→ Requirement
Output every line below exactly.

Collection entries
· · · · · · ·

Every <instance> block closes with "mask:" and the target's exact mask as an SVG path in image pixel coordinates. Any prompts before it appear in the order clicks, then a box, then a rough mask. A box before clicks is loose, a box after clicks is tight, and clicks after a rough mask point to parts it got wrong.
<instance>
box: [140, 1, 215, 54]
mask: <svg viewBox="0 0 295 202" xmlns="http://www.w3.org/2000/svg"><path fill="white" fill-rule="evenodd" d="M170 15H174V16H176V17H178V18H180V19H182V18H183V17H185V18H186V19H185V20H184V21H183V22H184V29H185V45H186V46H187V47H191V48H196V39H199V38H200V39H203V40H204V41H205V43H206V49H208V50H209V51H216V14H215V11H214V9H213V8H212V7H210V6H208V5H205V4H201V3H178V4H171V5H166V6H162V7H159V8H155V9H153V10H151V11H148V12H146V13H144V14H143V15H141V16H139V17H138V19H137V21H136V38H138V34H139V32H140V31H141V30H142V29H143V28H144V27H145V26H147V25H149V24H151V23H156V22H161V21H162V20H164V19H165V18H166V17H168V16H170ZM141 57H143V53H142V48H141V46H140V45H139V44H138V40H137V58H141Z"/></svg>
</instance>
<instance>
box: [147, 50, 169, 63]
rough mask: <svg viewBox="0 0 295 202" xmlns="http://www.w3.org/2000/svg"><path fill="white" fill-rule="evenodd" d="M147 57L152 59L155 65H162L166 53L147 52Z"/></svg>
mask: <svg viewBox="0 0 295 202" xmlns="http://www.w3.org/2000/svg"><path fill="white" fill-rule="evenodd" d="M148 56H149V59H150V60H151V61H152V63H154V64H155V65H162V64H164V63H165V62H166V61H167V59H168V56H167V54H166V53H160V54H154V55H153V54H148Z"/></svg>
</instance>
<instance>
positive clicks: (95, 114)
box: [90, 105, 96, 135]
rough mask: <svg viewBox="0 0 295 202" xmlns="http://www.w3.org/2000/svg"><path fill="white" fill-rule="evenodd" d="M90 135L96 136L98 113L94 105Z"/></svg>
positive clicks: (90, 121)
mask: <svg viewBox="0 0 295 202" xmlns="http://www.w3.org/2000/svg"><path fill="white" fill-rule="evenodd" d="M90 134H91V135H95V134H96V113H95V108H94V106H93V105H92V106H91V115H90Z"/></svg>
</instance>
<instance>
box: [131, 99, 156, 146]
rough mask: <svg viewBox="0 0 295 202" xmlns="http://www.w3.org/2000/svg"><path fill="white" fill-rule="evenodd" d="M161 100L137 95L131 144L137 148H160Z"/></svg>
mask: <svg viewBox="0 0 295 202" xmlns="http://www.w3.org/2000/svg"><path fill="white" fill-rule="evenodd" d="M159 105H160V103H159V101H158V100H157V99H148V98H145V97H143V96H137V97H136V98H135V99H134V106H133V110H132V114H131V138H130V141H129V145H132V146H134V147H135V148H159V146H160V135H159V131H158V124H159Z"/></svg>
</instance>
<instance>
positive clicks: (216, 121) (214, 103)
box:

· · · · · · ·

→ Your solution
Every <instance> block closes with "mask:" and the target's exact mask as an SVG path in image pixel coordinates. Any prompts before it appear in the order clicks, then a box, then a rough mask. A box before clicks is loose, a box after clicks is tight, and clicks after a rough mask point to parts it got wrong.
<instance>
box: [140, 1, 215, 54]
mask: <svg viewBox="0 0 295 202" xmlns="http://www.w3.org/2000/svg"><path fill="white" fill-rule="evenodd" d="M170 15H174V16H176V17H178V18H180V19H182V18H183V17H185V18H186V19H185V20H184V21H183V22H184V29H185V45H186V46H187V47H191V48H196V39H199V38H200V39H203V40H204V41H205V43H206V49H208V50H209V51H216V14H215V11H214V9H213V8H212V7H210V6H208V5H205V4H201V3H178V4H171V5H166V6H162V7H159V8H155V9H153V10H151V11H148V12H146V13H144V14H143V15H141V16H139V17H138V19H137V21H136V38H138V34H139V32H140V31H141V30H142V29H143V28H144V27H145V26H147V25H149V24H151V23H156V22H161V21H162V20H164V19H165V18H166V17H168V16H170ZM141 57H143V53H142V48H141V46H140V45H139V44H138V40H137V58H141Z"/></svg>
</instance>
<instance>
box: [147, 50, 169, 63]
rough mask: <svg viewBox="0 0 295 202" xmlns="http://www.w3.org/2000/svg"><path fill="white" fill-rule="evenodd" d="M147 57L152 59L155 65H162L166 53L147 52Z"/></svg>
mask: <svg viewBox="0 0 295 202" xmlns="http://www.w3.org/2000/svg"><path fill="white" fill-rule="evenodd" d="M148 56H149V59H150V60H151V61H152V63H154V64H155V65H162V64H164V63H165V62H166V61H167V59H168V56H167V54H166V53H160V54H154V55H153V54H148Z"/></svg>
</instance>
<instance>
positive clicks: (95, 114)
box: [90, 105, 96, 135]
rough mask: <svg viewBox="0 0 295 202" xmlns="http://www.w3.org/2000/svg"><path fill="white" fill-rule="evenodd" d="M90 135L96 136L98 113L94 105Z"/></svg>
positive clicks: (90, 121)
mask: <svg viewBox="0 0 295 202" xmlns="http://www.w3.org/2000/svg"><path fill="white" fill-rule="evenodd" d="M90 134H91V135H95V134H96V113H95V108H94V106H93V105H92V106H91V115H90Z"/></svg>
</instance>
<instance>
box: [131, 99, 156, 146]
rough mask: <svg viewBox="0 0 295 202" xmlns="http://www.w3.org/2000/svg"><path fill="white" fill-rule="evenodd" d="M161 100L137 95L131 144L137 148H160Z"/></svg>
mask: <svg viewBox="0 0 295 202" xmlns="http://www.w3.org/2000/svg"><path fill="white" fill-rule="evenodd" d="M159 105H160V103H159V101H158V100H157V99H148V98H145V97H143V96H137V97H136V98H135V99H134V106H133V110H132V114H131V138H130V141H129V145H132V146H134V147H135V148H159V146H160V135H159V131H158V124H159Z"/></svg>
</instance>
<instance>
positive clicks: (216, 121) (214, 103)
box:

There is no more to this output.